_What you are asked to do_
Repeat the data that follows, word for word, without the images.

_Available data_
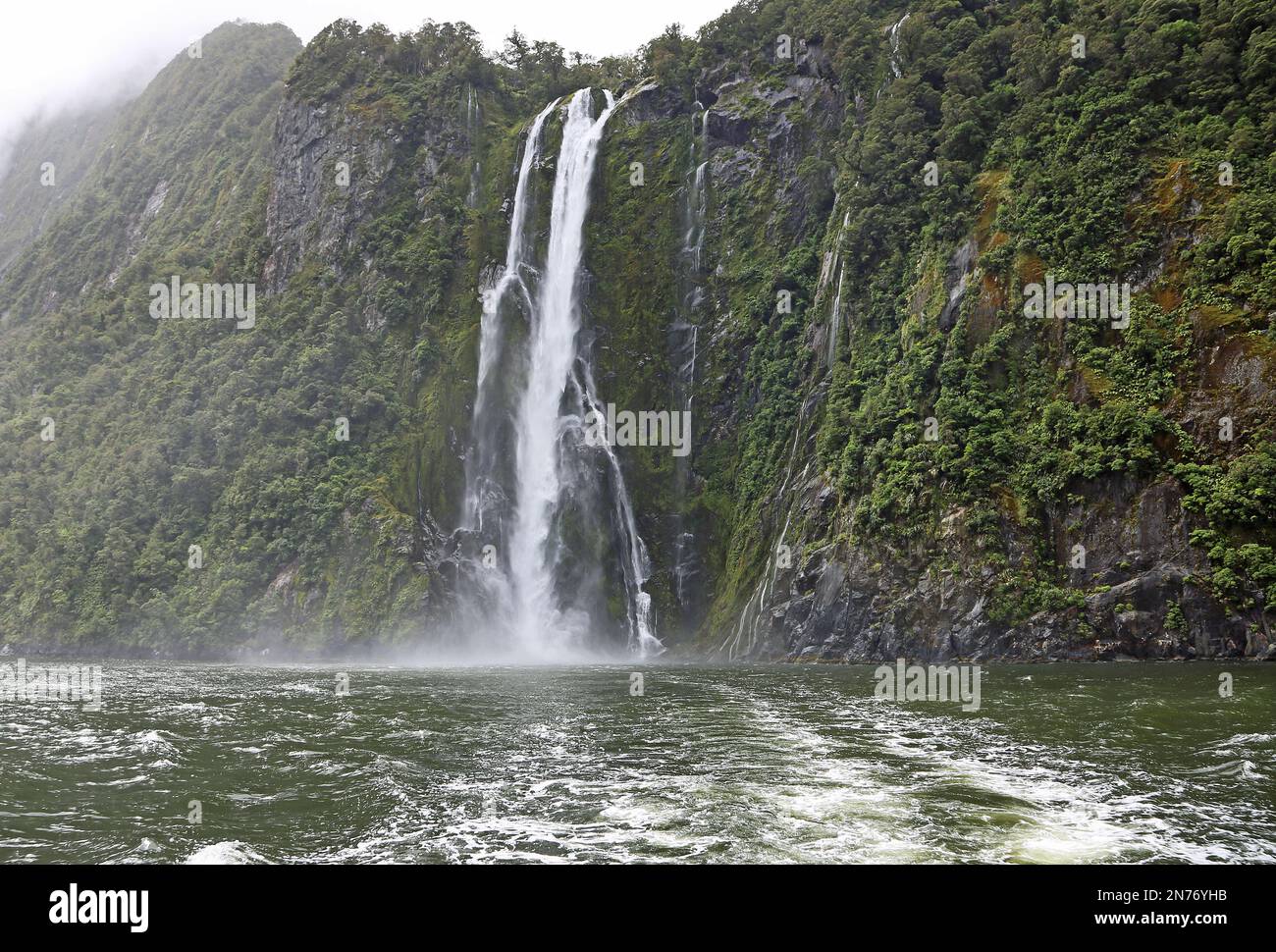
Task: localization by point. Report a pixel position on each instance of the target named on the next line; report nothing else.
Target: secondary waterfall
(548, 518)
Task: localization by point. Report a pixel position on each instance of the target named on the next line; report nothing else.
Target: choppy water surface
(1063, 764)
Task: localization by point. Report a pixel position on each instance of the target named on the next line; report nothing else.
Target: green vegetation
(1149, 160)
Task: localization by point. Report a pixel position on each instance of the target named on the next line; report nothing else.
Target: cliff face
(815, 228)
(911, 466)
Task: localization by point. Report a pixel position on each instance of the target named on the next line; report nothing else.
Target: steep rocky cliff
(815, 226)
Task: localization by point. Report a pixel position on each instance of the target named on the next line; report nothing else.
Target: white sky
(55, 54)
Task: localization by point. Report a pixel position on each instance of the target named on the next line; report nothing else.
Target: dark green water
(1062, 764)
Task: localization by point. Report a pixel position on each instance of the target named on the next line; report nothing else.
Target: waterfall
(539, 500)
(894, 46)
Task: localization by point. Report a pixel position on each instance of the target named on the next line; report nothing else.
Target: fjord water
(1062, 764)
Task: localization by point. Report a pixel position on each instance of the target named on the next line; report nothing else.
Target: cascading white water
(684, 340)
(524, 479)
(552, 352)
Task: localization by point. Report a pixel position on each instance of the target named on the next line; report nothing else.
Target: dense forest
(889, 454)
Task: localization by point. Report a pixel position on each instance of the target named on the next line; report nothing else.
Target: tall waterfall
(548, 519)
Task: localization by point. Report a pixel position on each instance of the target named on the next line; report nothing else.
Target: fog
(81, 52)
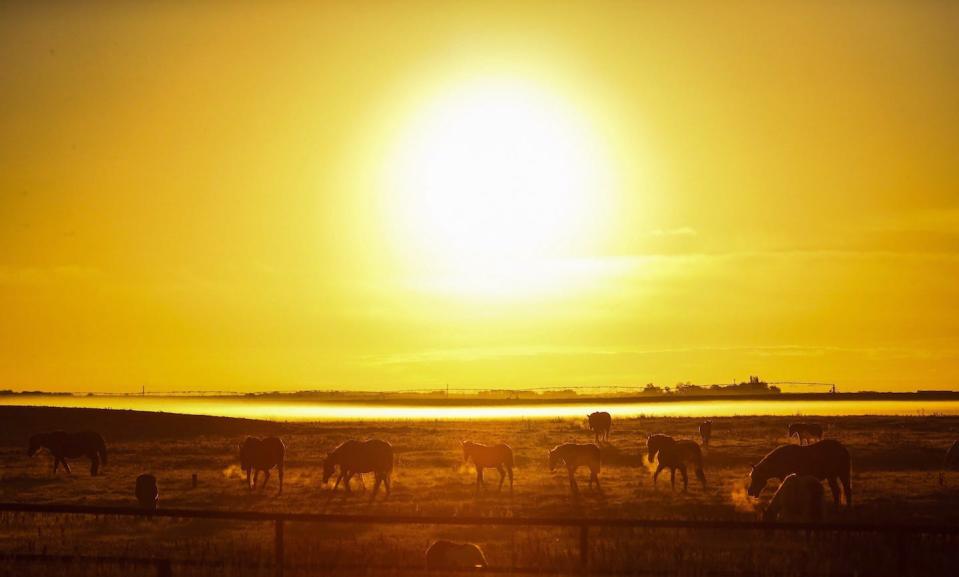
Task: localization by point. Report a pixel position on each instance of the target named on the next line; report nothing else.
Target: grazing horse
(147, 493)
(262, 455)
(454, 556)
(805, 432)
(354, 457)
(828, 459)
(951, 462)
(798, 500)
(600, 423)
(574, 456)
(674, 455)
(706, 432)
(499, 457)
(65, 445)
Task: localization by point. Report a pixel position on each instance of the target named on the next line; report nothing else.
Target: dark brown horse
(674, 455)
(499, 457)
(147, 493)
(600, 423)
(805, 432)
(446, 555)
(826, 460)
(63, 445)
(797, 500)
(354, 457)
(262, 455)
(950, 462)
(575, 456)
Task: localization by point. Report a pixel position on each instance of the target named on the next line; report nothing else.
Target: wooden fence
(279, 520)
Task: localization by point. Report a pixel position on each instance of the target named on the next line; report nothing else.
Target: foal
(573, 456)
(499, 457)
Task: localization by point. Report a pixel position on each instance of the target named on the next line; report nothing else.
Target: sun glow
(493, 184)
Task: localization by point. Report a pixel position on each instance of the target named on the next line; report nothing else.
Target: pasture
(895, 479)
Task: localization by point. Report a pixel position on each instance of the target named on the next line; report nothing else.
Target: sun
(492, 179)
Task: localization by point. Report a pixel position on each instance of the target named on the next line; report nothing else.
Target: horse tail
(698, 462)
(101, 448)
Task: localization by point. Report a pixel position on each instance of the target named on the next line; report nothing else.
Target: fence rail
(584, 524)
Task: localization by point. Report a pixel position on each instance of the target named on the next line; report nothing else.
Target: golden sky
(507, 194)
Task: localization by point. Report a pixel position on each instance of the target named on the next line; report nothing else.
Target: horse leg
(834, 487)
(846, 488)
(572, 481)
(659, 470)
(376, 486)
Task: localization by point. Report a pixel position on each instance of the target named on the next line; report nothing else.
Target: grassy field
(895, 469)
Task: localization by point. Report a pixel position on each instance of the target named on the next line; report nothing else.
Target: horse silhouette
(600, 423)
(574, 456)
(499, 457)
(826, 460)
(451, 556)
(258, 455)
(805, 432)
(147, 493)
(797, 500)
(352, 457)
(706, 432)
(950, 462)
(674, 455)
(63, 445)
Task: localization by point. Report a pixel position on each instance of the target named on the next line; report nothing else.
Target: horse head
(653, 445)
(329, 467)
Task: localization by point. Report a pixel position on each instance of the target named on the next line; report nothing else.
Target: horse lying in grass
(600, 423)
(499, 457)
(798, 500)
(674, 455)
(805, 432)
(63, 445)
(826, 460)
(258, 455)
(575, 456)
(450, 556)
(354, 457)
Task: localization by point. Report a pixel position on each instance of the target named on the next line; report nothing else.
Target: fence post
(902, 555)
(584, 547)
(279, 548)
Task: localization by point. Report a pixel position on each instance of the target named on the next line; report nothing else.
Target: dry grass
(895, 464)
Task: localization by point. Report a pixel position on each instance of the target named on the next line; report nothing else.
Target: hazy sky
(404, 195)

_Output_
Task: localization by point. Report a pixel position on each instance of the target named on the next line; report nothing else.
Target: secondary waterfall
(548, 518)
Task: localization by point. Report a pixel position on each instance of the target named on the next line; report nothing else.
Target: choppy water surface
(1063, 764)
Task: localization by point. Report a pixel position on each instance of the target named on the next line; report nothing else.
Target: green vegetation
(1149, 160)
Task: localization by point. Report a pixel position on each instance of the target named on the next line; report nothing else.
Target: cliff face
(815, 228)
(911, 466)
Task: localization by point. Report a pixel position on each instance of the target named on the next line; report nothing else.
Target: steep rocky cliff
(815, 226)
Task: localization by point. Report a pixel position on each instance of the target named on the next line; report nothing else.
Target: white sky
(55, 54)
Task: localization by point. Report a pixel position on each instance of the target named on the next line; report nothing else.
Target: dark green water
(1062, 764)
Task: localization by point. Report a pixel position on each instance of the target named on the next line; report nothing else.
Target: waterfall
(539, 500)
(894, 46)
Task: localization by point. Report a pixel position on each instance of the target named on the next line; report nothing else.
Target: fjord water
(1062, 764)
Task: localization by point. Report a pixel position on each instance of the target named on the next line; report nothing else.
Target: cascading white water
(684, 340)
(524, 479)
(552, 352)
Task: localization by point. Report a pixel position on each instance of the target named on the next line; report nothing else.
Target: dense forest
(889, 454)
Task: localization by point. Report a pixel position on each instance of the target named on the next line; report nothing else.
Target: tall waterfall
(548, 519)
Task: localization by point. Report a pixel position on each instance of the target named on the next line; report nothing else.
Target: fog
(81, 52)
Task: localization by point. Report a pixel position on each instance of the target named on the next line; report nothing else.
Target: grazing horse
(147, 493)
(262, 455)
(454, 556)
(805, 432)
(354, 457)
(828, 459)
(951, 462)
(798, 500)
(600, 423)
(574, 456)
(674, 455)
(706, 432)
(499, 457)
(65, 445)
Task: localization by point. Report a pixel position on each instance of the target named on the next line; report nothing else.
Target: dark brown horse
(674, 455)
(499, 457)
(147, 493)
(600, 423)
(805, 432)
(446, 555)
(826, 460)
(63, 445)
(797, 500)
(354, 457)
(262, 455)
(950, 462)
(575, 456)
Task: localization by point. Report a pixel position on each instance of the target named on the next line; report nothing else.
Target: wooden fence
(279, 520)
Task: localization by point. Report a pixel position on each instance of the target named on the next line; report nothing else.
Target: foal
(573, 456)
(499, 457)
Task: localization by point. Report a pixel position on each instance of the target named on the next line; report nothing else.
Target: sun glow
(493, 184)
Task: localization by point. Report a pixel position on each instance of the target named on the next line; report nothing else.
Target: pasture
(895, 479)
Task: localization by point. Report a pixel position on each instance of the target named on the next line; report nothing else.
Target: sun
(492, 179)
Task: localization by point. Report a pixel position on each instance of the target named on the next line; report nothing else.
Target: horse tail
(698, 462)
(101, 448)
Task: localization by point. Report a pixel position on each instance of the target named on the next line; report nothing else.
Target: fence rail
(584, 524)
Task: localization by point. Report a pixel position on each instance of the target named on the next line; report nothing else.
Target: golden sky
(507, 194)
Task: localization by point. Report a pixel position on each instance of the target named on the next line; report nothing else.
Target: horse leg
(834, 487)
(846, 488)
(572, 481)
(659, 470)
(376, 486)
Task: localization by point. Report a pixel position on each instance of the target named on the next line; report nothing else.
Target: grassy field
(895, 469)
Task: localization by point. Report a pixel position on each instance of the target named on the next line; report nothing else.
Target: horse silhouette
(600, 423)
(574, 456)
(499, 457)
(826, 460)
(451, 556)
(258, 455)
(805, 432)
(147, 493)
(797, 500)
(352, 457)
(706, 432)
(950, 462)
(674, 455)
(63, 445)
Task: localization by point. Report a pixel position on each instance of the target named on the next line; report nothing else.
Target: horse head
(653, 445)
(329, 467)
Task: localization by point. Report a pixel position on each instance of the target named on the next line; report nothing else.
Target: horse lying in grass
(600, 423)
(499, 457)
(798, 500)
(674, 455)
(805, 432)
(63, 445)
(826, 460)
(258, 455)
(575, 456)
(450, 556)
(354, 457)
Task: localization by point. Report a pixel position on each instance of the target named on the next line; report nothing else.
Target: fence post
(902, 555)
(584, 547)
(279, 548)
Task: localization by point. Report a pixel position on each instance of the target named on the next line; report nothing else.
Target: dry grass
(895, 464)
Task: localization by point. Report a pixel position on each instance of the target named on the next line; report nothing else.
Target: hazy sky
(404, 195)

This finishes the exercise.